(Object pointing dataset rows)
§

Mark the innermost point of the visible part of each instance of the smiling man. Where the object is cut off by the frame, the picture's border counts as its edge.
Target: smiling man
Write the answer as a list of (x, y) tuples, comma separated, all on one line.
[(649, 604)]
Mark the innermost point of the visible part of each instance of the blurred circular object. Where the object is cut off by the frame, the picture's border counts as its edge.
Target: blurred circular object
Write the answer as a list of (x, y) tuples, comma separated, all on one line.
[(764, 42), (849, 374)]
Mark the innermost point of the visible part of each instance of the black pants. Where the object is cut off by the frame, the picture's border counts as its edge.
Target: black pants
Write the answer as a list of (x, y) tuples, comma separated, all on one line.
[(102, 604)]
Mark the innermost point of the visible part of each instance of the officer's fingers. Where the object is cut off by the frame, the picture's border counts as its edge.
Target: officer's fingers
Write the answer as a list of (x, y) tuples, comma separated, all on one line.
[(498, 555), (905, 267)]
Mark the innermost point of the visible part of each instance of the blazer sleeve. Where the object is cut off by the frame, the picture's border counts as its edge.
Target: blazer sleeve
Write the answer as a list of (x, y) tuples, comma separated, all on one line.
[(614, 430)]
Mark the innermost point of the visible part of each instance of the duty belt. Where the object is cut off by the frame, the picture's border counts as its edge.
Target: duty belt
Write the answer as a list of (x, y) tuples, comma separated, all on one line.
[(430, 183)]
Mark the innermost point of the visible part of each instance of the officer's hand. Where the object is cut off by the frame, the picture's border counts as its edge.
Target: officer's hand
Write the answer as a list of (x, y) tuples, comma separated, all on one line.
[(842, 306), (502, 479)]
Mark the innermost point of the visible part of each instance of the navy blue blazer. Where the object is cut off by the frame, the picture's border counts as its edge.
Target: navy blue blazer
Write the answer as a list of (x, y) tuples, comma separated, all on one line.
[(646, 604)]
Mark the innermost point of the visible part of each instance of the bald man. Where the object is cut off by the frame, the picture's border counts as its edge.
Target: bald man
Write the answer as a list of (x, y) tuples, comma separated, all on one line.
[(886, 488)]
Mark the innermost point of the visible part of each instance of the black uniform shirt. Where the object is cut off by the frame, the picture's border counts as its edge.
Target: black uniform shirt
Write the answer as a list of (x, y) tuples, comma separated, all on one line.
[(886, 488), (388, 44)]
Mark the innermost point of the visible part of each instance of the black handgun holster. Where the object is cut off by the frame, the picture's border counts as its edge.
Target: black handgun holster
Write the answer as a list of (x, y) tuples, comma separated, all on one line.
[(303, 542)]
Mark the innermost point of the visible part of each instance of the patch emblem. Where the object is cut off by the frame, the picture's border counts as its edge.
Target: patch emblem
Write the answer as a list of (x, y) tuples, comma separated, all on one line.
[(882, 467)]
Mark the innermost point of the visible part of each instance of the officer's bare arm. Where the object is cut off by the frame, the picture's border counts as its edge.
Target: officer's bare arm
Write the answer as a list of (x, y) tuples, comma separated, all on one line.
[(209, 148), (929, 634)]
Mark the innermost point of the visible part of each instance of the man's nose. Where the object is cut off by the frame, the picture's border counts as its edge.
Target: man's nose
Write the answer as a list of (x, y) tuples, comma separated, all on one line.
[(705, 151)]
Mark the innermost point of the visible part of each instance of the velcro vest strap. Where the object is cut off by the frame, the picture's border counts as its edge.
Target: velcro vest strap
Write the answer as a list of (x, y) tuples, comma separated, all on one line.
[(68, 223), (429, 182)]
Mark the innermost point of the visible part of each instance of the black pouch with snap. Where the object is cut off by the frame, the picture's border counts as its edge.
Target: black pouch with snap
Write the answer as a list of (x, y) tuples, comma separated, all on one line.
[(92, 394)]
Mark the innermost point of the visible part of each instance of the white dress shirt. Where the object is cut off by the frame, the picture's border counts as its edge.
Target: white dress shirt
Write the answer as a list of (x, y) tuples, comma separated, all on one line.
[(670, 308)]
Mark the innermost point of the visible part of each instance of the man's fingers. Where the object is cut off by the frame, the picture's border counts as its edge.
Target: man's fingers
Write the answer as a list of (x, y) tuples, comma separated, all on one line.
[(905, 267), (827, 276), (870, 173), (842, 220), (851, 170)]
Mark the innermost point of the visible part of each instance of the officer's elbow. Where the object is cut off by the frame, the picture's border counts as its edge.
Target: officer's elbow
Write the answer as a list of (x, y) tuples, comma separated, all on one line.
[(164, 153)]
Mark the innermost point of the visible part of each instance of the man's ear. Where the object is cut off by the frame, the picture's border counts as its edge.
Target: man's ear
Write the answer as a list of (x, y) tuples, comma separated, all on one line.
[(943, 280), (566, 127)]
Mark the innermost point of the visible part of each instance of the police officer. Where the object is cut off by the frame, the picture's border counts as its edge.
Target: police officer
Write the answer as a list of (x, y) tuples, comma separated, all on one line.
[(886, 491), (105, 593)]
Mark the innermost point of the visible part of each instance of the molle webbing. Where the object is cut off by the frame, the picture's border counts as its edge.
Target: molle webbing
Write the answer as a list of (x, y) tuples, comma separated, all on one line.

§

GIVEN TASK ▸
Convert each line of the records above into a Markdown table with the columns Num and Line, putting its row number under Num and the line itself under Line, and omit any blank lines.

EXPECTED ANSWER ▸
| Num | Line |
|---|---|
| 1 | Mark the innermost point of the visible part of each instance of the smiling man. Where the object is cut off by the frame, the picture's border counts as its edge. |
| 2 | Target: smiling man |
| 3 | Write the answer as a list of (x, y) tuples, comma separated, all on one line. |
| 4 | [(649, 604)] |
| 5 | Mark the innermost point of the visible part of each instance of the blurred circular object. Where the object is cut off by the frame, the picture's border counts as its edge. |
| 6 | Target: blurred circular object |
| 7 | Write the answer as a list of (x, y) tuples, comma separated, all on one line. |
| 8 | [(764, 42), (849, 374)] |
| 9 | Mark the innermost point of the visible part of each instance of the black pants. Where the object is cut off by the frame, the picture's border counts as its edge. |
| 10 | Target: black pants |
| 11 | Write the answer as a list of (x, y) tuples, comma separated, all on one line. |
| 12 | [(102, 604)] |
| 13 | Mark the innermost point of the visible part of each instance of the officer's fingers. Where the object is cut off by the frame, the picture's border counts as its edge. |
| 14 | Target: officer's fingers |
| 15 | Write the answer as a list of (x, y) tuples, comma separated, all on one line. |
| 16 | [(498, 555), (905, 267)] |
| 17 | Mark the innermost point of the visible part of each instance of the blazer sleeve. Where the object is cut off by the frame, the picture's border counts as its edge. |
| 18 | Target: blazer sleeve |
| 19 | Write the answer as a list of (x, y) tuples, comma separated, all on one line. |
| 20 | [(614, 430)] |
| 21 | Mark the innermost point of the visible part of each instance of the duty belt. Where the object is cut off by the frame, the picture's border counts as its edge. |
| 22 | Target: duty belt |
| 23 | Write the answer as a list of (x, y) tuples, comma separated, all on one line. |
| 24 | [(430, 183)] |
| 25 | Mark the innermost point of the visible part of each instance of the officer's hand. Where the object is cut off by the frame, the picture's border counts as its edge. |
| 26 | Target: officer's hand |
| 27 | Write the answer as a list of (x, y) tuples, comma separated, all on one line. |
| 28 | [(842, 306), (502, 479)] |
| 29 | Mark the innermost point of the visible part of each instance of the navy blue blazer. Where the object is cut off by the frame, the picture's border counts as its edge. |
| 30 | Target: navy blue blazer |
| 31 | Write the answer as a list of (x, y) tuples, comma separated, all on one line. |
| 32 | [(646, 604)] |
| 33 | Mark the innermost point of the visible part of each instance of the bald man. Where the object is cut off by the frame, the picture's border counts as its edge. |
| 34 | Target: bald man |
| 35 | Write the answer as a list of (x, y) tuples, comma separated, all on one line. |
| 36 | [(886, 488)] |
| 37 | Mark the innermost point of the visible part of each instance of the black uniform shirt. Where the object is cut off by the frame, the picture's border counts as its edge. |
| 38 | Target: black uniform shirt |
| 39 | Write the answer as a list of (x, y) tuples, comma separated, all on one line. |
| 40 | [(886, 488), (388, 44)] |
| 41 | Mark the innermost point of the visible part of each instance of the black handgun holster. Where the object is cut off by the frame, the picture's border counts as its edge. |
| 42 | Target: black handgun holster |
| 43 | Write the answer as a list of (x, y) tuples, comma separated, all on one line. |
| 44 | [(303, 542)] |
| 45 | Mark the innermost point of the visible part of each instance of the patch emblem. Where the object is cut off by the frame, the picture's border counts as its edge. |
| 46 | Target: patch emblem |
| 47 | Write the answer as a list of (x, y) tuples, comma separated, all on one line. |
| 48 | [(882, 467)] |
| 49 | Mark the innermost point of the visible part of each instance of the officer's bare arm. Where the object is cut off by the frame, the picture's border counts as its edge. |
| 50 | Target: officer's bare arm |
| 51 | Write the answer as a list of (x, y) tuples, comma separated, all on one line. |
| 52 | [(209, 148), (929, 634)] |
| 53 | Mark the innermost point of the visible part of each instance of the man's nose. Where the object is cut off by the frame, the picture's border counts as its edge. |
| 54 | Target: man's nose |
| 55 | Write the answer as a list of (x, y) tuples, comma separated, all on one line. |
| 56 | [(705, 151)] |
| 57 | Mark the innermost point of the visible part of each instance of the velcro vest strap. Where the object is cut off by the frame, the picture's border counts as its edge. |
| 58 | Target: velcro vest strap |
| 59 | Write the answer as a list of (x, y) tuples, comma separated, all on one line. |
| 60 | [(68, 223), (429, 182)] |
| 61 | Mark the innermost point of the visible part of each instance of the black pouch with snap. Where the object is cut off by the frame, the picture's border counts as its edge. |
| 62 | Target: black pouch with snap |
| 63 | Write the answer as a list of (x, y) tuples, comma separated, all on one line. |
| 64 | [(92, 394)] |
| 65 | Mark the innermost point of the visible part of each instance of the white dress shirt. Where the object is cut off by the frame, the picture's border counts as its edge. |
| 66 | Target: white dress shirt |
| 67 | Write the answer as a list of (x, y) tuples, comma separated, all on one line. |
| 68 | [(670, 308)] |
| 69 | Mark the innermost point of the visible part of each instance of the man's fingers. Where the object is cut off by the frame, the picture's border counts as its edge. |
| 70 | Target: man's fingers |
| 71 | Write the answer as a list of (x, y) tuples, comma separated, all on one line. |
| 72 | [(905, 267), (827, 276), (870, 173), (842, 220), (851, 170)] |
| 73 | Mark the innermost point of the visible part of each instance of the officer's elbow. Where the object is cut off by the frame, the picture's border counts as its edge. |
| 74 | Target: officer's elbow |
| 75 | Write the answer as a list of (x, y) tuples, comma separated, all on one line. |
| 76 | [(164, 153)] |
| 77 | Mark the innermost point of the visible part of each instance of the man's ear. Where the object is cut off by the frame, the picture's border counts as its edge. |
| 78 | Target: man's ear |
| 79 | Write the answer as a list of (x, y) tuples, comma separated, all on one line. |
| 80 | [(943, 280), (566, 127)] |
| 81 | Mark the innermost point of the visible part of each instance of the police officer. Where the object is cut off by the frame, the picture's border counts as its edge. |
| 82 | Target: police officer |
| 83 | Write the answer as a list of (x, y) tuples, comma separated, all on one line. |
| 84 | [(886, 491), (105, 593)] |
| 85 | Mark the innermost point of the visible part of each instance of the molle webbing. Where the object is cut off by the frame, the picture's border counts as its edge. |
| 86 | Target: molle webbing |
| 87 | Write the answer as a list of (x, y) tuples, comma separated, all on one line. |